Records for this task section start
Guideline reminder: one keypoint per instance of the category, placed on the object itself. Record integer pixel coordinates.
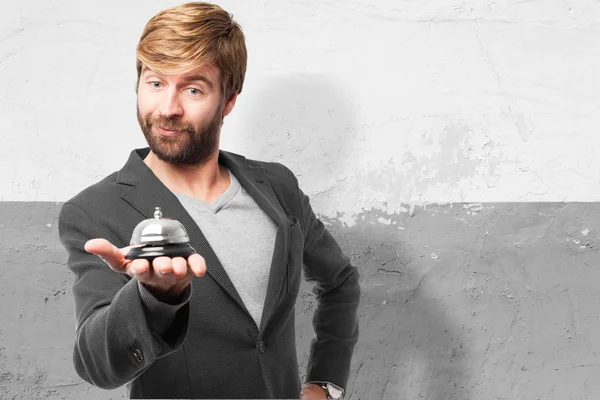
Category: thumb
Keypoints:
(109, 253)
Records for this task section end
Records for this task section start
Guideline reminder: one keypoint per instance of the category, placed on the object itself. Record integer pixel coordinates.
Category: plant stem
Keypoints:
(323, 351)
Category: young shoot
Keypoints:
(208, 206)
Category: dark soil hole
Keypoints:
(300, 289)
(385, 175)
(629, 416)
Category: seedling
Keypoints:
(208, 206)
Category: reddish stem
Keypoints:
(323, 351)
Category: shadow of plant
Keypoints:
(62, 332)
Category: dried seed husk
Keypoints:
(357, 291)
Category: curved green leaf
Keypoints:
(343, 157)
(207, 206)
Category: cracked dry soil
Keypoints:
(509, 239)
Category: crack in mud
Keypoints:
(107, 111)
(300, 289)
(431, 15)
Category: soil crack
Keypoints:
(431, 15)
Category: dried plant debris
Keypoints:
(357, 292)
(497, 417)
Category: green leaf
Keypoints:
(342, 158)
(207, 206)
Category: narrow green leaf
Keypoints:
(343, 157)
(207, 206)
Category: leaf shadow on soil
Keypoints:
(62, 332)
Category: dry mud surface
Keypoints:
Records for this task section end
> [Task to carry out]: Only lines with the string "soil" are wanted; please find each one in the listing and copy it.

> [Expected answer]:
Category: dark soil hole
Category: cracked dry soil
Category: soil crack
Category: leaf shadow on soil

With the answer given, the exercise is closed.